# [Условие задания]
Опираясь на отрывок о стремлении Россини познакомиться с Бетховеном, объясните, почему Россини не удалось договориться о визите через музыкального издателя Артариа.

# [Приведённый отрывок]
+ + + + +
Россини, со своей стороны, испытывал глубокое восхищение перед своим великим немецким современником. Еще в 1817 году он слышал несколько фортепьянных произведений Бетховена, а в 1822 году в Вене познакомился с другими произведениями, включая струнные квартеты и «Героическую» симфонию. Его желание познакомиться с их создателем неуклонно возрастало. В одной из «разговорных» книжек, которыми пользовались собеседники глухого Бетховена, чтобы общаться с ним, есть запись, сделанная рукой его брата Иоганна: «Сегодня встретил маэстро Россини, который очень тепло приветствовал меня и дал ясно понять, что хотел бы познакомиться с тобой. Если бы он был уверен, что найдет тебя дома, то сразу же пошел бы со мной, чтобы нанести тебе визит». Россини просил и музыкального издателя Артариа, чтобы тот договорился о времени, когда он сможет посетить Бетховена, но получил ответ, что Бетховен из-за болезни глаз никого в этот день принять не может. Затем Россини заручился поддержкой семидесятилетнего Антонио Сальери, бывшего когда-то соперником Моцарта, теперь он давал советы Бетховену, как писать для голоса. Сальери через Джузеппе Карпани, наконец, организовал эту встречу.
+ + + + +
# [Исходные данные]
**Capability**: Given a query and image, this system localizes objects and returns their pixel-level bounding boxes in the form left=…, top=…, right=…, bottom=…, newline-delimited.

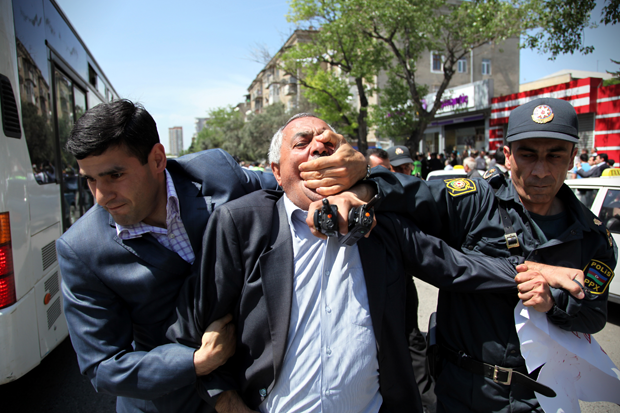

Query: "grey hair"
left=269, top=112, right=336, bottom=164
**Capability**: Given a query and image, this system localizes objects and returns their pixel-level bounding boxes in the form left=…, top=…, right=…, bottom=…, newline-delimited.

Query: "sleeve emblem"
left=444, top=178, right=477, bottom=196
left=583, top=260, right=614, bottom=295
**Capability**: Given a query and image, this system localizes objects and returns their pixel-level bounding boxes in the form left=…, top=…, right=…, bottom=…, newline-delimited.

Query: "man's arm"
left=386, top=214, right=522, bottom=293
left=215, top=390, right=254, bottom=413
left=57, top=239, right=201, bottom=399
left=547, top=238, right=618, bottom=334
left=166, top=206, right=249, bottom=406
left=299, top=131, right=368, bottom=196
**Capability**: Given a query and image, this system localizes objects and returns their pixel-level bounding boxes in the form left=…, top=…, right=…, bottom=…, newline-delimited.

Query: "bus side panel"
left=0, top=290, right=41, bottom=384
left=0, top=0, right=67, bottom=384
left=31, top=223, right=69, bottom=357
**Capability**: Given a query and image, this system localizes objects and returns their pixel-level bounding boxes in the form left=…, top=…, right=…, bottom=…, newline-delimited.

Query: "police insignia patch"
left=532, top=105, right=553, bottom=123
left=444, top=178, right=477, bottom=196
left=482, top=168, right=495, bottom=179
left=583, top=260, right=614, bottom=295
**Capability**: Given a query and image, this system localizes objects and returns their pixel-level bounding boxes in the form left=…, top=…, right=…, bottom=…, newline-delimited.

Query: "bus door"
left=54, top=67, right=93, bottom=231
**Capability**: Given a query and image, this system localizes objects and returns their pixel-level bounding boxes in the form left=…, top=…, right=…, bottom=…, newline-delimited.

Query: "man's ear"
left=567, top=145, right=577, bottom=171
left=149, top=143, right=167, bottom=173
left=271, top=162, right=282, bottom=186
left=504, top=146, right=511, bottom=170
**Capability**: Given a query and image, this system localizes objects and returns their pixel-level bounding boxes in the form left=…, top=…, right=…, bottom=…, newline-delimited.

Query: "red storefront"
left=489, top=77, right=620, bottom=163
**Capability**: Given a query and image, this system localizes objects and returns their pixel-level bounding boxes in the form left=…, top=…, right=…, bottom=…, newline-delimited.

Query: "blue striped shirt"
left=260, top=195, right=383, bottom=413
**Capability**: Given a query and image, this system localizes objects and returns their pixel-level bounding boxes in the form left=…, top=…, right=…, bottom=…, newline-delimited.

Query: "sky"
left=56, top=0, right=620, bottom=151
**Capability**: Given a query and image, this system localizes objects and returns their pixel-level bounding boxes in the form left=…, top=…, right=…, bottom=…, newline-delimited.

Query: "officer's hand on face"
left=215, top=390, right=254, bottom=413
left=299, top=130, right=367, bottom=196
left=306, top=184, right=377, bottom=239
left=517, top=261, right=585, bottom=300
left=515, top=270, right=555, bottom=313
left=194, top=314, right=236, bottom=376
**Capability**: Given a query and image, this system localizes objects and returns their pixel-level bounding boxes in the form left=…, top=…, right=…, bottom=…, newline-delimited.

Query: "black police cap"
left=506, top=98, right=579, bottom=143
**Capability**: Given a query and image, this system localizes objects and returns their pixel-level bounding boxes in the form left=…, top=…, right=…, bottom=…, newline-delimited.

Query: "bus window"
left=72, top=85, right=94, bottom=219
left=54, top=70, right=93, bottom=230
left=17, top=39, right=56, bottom=185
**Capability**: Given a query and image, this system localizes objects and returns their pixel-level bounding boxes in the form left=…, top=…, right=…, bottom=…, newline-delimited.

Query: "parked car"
left=565, top=176, right=620, bottom=304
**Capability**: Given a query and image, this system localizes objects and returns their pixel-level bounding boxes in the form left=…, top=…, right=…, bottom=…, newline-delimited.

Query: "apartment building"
left=247, top=30, right=519, bottom=152
left=244, top=29, right=317, bottom=113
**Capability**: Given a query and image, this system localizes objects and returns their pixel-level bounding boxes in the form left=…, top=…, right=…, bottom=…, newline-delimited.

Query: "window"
left=457, top=59, right=467, bottom=73
left=482, top=59, right=491, bottom=75
left=431, top=52, right=443, bottom=72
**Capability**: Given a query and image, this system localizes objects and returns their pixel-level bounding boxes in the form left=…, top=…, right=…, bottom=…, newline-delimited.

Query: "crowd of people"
left=57, top=99, right=617, bottom=413
left=366, top=146, right=616, bottom=179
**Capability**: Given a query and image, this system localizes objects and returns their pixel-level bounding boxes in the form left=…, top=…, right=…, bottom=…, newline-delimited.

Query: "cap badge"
left=532, top=105, right=553, bottom=123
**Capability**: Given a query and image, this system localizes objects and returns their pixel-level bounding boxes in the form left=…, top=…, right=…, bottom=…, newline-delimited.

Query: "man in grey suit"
left=167, top=114, right=536, bottom=412
left=57, top=100, right=366, bottom=412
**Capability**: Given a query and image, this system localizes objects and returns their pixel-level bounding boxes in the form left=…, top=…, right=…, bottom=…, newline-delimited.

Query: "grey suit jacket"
left=56, top=150, right=277, bottom=412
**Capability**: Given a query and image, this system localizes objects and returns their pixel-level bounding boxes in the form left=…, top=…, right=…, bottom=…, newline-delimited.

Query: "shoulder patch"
left=583, top=260, right=614, bottom=296
left=482, top=168, right=497, bottom=180
left=444, top=178, right=478, bottom=196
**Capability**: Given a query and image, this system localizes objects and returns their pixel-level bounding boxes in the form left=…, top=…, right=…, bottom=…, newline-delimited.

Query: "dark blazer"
left=167, top=191, right=516, bottom=412
left=168, top=191, right=502, bottom=412
left=56, top=150, right=277, bottom=412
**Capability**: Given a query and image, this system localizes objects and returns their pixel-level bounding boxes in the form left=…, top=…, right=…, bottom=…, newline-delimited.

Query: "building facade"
left=244, top=30, right=519, bottom=152
left=168, top=126, right=183, bottom=156
left=489, top=77, right=620, bottom=162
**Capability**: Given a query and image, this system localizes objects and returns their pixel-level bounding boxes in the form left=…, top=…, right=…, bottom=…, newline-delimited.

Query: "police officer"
left=356, top=98, right=617, bottom=412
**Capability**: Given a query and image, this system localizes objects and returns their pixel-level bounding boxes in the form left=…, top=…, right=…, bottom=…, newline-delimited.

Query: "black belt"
left=440, top=346, right=556, bottom=397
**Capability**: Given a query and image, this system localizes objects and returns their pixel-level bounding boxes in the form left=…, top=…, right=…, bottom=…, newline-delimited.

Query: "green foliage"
left=303, top=68, right=358, bottom=139
left=187, top=103, right=290, bottom=161
left=283, top=0, right=387, bottom=151
left=524, top=0, right=620, bottom=60
left=354, top=0, right=531, bottom=149
left=371, top=75, right=426, bottom=141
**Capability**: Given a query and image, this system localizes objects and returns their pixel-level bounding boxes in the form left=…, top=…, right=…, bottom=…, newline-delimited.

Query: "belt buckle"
left=493, top=366, right=512, bottom=386
left=504, top=232, right=519, bottom=249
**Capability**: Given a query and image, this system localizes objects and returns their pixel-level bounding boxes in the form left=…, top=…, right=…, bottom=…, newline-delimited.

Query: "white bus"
left=0, top=0, right=118, bottom=384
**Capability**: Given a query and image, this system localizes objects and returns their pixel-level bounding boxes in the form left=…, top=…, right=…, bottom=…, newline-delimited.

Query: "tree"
left=188, top=106, right=244, bottom=156
left=187, top=103, right=290, bottom=161
left=347, top=0, right=532, bottom=151
left=524, top=0, right=620, bottom=60
left=283, top=0, right=385, bottom=152
left=372, top=74, right=428, bottom=140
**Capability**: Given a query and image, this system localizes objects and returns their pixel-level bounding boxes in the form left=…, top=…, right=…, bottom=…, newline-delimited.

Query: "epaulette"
left=443, top=178, right=478, bottom=197
left=482, top=168, right=509, bottom=191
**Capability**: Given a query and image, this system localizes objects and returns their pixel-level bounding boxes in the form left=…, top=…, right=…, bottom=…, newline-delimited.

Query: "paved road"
left=0, top=280, right=620, bottom=413
left=415, top=280, right=620, bottom=413
left=0, top=338, right=116, bottom=413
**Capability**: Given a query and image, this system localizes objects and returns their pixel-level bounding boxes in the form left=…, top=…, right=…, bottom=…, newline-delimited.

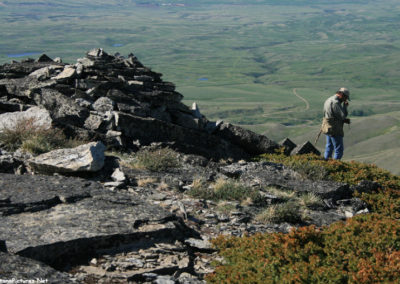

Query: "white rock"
left=0, top=107, right=52, bottom=132
left=344, top=211, right=354, bottom=218
left=111, top=168, right=126, bottom=182
left=29, top=142, right=106, bottom=173
left=192, top=102, right=202, bottom=118
left=53, top=66, right=76, bottom=81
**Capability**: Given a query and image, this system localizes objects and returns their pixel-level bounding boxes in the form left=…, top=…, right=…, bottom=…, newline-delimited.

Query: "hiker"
left=321, top=88, right=350, bottom=160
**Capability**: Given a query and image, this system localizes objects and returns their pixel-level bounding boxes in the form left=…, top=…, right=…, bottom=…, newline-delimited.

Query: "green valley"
left=0, top=0, right=400, bottom=174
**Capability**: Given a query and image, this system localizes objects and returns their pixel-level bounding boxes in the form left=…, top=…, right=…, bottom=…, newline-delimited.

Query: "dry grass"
left=137, top=177, right=158, bottom=186
left=0, top=118, right=82, bottom=154
left=255, top=201, right=305, bottom=223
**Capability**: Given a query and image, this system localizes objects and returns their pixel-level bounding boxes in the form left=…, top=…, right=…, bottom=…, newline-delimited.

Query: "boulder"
left=53, top=66, right=76, bottom=81
left=214, top=123, right=279, bottom=155
left=279, top=138, right=297, bottom=156
left=0, top=251, right=77, bottom=284
left=92, top=97, right=115, bottom=112
left=220, top=162, right=353, bottom=202
left=0, top=174, right=189, bottom=267
left=0, top=107, right=52, bottom=132
left=290, top=141, right=321, bottom=156
left=33, top=88, right=89, bottom=126
left=29, top=65, right=62, bottom=81
left=29, top=142, right=106, bottom=174
left=37, top=54, right=53, bottom=62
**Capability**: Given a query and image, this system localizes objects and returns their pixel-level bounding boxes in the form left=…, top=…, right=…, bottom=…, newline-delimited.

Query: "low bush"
left=0, top=118, right=72, bottom=154
left=116, top=147, right=180, bottom=172
left=258, top=154, right=400, bottom=218
left=206, top=214, right=400, bottom=283
left=188, top=179, right=263, bottom=203
left=255, top=201, right=304, bottom=224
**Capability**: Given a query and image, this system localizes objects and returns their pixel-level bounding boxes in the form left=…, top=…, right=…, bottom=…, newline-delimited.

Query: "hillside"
left=0, top=0, right=400, bottom=176
left=0, top=49, right=400, bottom=284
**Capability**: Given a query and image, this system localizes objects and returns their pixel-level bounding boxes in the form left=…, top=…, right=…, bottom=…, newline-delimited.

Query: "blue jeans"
left=324, top=135, right=344, bottom=160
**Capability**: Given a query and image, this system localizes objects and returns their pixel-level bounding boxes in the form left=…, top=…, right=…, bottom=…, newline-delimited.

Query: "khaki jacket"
left=321, top=94, right=348, bottom=137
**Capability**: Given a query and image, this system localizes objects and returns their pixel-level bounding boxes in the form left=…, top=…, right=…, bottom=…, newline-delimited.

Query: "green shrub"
left=298, top=192, right=324, bottom=207
left=124, top=148, right=180, bottom=172
left=188, top=179, right=262, bottom=203
left=0, top=118, right=71, bottom=154
left=258, top=154, right=400, bottom=218
left=206, top=214, right=400, bottom=283
left=256, top=201, right=304, bottom=224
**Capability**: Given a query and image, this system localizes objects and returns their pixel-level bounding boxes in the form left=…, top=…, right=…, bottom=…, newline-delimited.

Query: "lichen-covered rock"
left=0, top=251, right=76, bottom=284
left=215, top=123, right=279, bottom=155
left=0, top=107, right=52, bottom=132
left=0, top=48, right=277, bottom=159
left=29, top=142, right=106, bottom=174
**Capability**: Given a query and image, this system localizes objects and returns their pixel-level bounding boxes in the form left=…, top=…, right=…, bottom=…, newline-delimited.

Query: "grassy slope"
left=0, top=0, right=400, bottom=172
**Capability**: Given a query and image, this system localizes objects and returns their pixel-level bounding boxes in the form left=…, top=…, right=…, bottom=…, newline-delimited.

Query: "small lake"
left=7, top=52, right=42, bottom=58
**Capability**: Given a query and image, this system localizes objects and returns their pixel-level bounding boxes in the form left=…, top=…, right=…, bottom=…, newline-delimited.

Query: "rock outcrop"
left=0, top=49, right=284, bottom=159
left=0, top=49, right=354, bottom=283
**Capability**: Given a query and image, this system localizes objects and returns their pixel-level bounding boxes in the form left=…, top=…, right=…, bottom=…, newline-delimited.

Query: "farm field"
left=0, top=0, right=400, bottom=174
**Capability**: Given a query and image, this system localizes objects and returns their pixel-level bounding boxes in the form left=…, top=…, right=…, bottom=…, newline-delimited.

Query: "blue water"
left=7, top=52, right=41, bottom=58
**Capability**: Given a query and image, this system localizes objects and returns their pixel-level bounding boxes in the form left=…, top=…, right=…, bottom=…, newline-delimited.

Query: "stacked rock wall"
left=0, top=49, right=278, bottom=159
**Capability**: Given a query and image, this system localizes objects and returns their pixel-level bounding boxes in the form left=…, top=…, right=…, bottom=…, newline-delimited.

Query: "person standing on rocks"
left=321, top=87, right=350, bottom=160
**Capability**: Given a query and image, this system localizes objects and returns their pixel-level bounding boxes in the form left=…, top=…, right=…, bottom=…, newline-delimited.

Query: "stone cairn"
left=0, top=49, right=328, bottom=283
left=0, top=49, right=312, bottom=160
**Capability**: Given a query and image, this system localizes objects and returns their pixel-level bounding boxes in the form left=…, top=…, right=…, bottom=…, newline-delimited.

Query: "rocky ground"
left=0, top=49, right=376, bottom=283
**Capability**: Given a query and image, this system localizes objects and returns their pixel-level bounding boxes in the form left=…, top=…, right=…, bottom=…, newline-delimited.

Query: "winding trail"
left=263, top=88, right=310, bottom=117
left=293, top=88, right=310, bottom=110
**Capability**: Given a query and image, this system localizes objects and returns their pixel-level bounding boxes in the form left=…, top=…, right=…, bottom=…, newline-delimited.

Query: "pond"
left=7, top=52, right=42, bottom=58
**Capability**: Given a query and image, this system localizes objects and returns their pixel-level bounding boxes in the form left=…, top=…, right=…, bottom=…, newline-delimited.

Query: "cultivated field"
left=0, top=0, right=400, bottom=174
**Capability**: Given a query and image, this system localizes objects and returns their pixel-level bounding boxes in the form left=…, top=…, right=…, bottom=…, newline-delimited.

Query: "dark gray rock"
left=34, top=89, right=89, bottom=126
left=0, top=240, right=7, bottom=252
left=116, top=112, right=248, bottom=159
left=215, top=123, right=279, bottom=155
left=0, top=252, right=76, bottom=284
left=0, top=186, right=190, bottom=267
left=0, top=107, right=52, bottom=132
left=0, top=174, right=104, bottom=216
left=279, top=138, right=297, bottom=156
left=220, top=162, right=353, bottom=202
left=92, top=97, right=115, bottom=112
left=290, top=141, right=321, bottom=156
left=0, top=153, right=24, bottom=174
left=29, top=142, right=106, bottom=174
left=351, top=180, right=381, bottom=193
left=37, top=54, right=53, bottom=62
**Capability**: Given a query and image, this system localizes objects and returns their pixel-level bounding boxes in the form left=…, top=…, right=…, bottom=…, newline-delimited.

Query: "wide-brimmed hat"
left=337, top=87, right=350, bottom=101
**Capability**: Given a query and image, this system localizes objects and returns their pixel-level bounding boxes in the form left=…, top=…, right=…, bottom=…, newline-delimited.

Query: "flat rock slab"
left=220, top=162, right=353, bottom=201
left=0, top=172, right=187, bottom=267
left=0, top=173, right=104, bottom=216
left=0, top=252, right=78, bottom=284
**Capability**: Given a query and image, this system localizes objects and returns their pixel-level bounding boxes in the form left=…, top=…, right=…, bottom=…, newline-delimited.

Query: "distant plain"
left=0, top=0, right=400, bottom=174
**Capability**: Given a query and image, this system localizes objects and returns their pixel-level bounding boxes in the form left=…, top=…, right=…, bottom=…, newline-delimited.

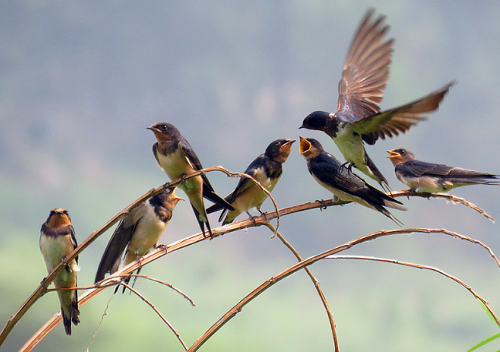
+ + + + +
# [Решение]
Артариа ответил, что Бетховен из-за болезни глаз никого в этот день принять не может.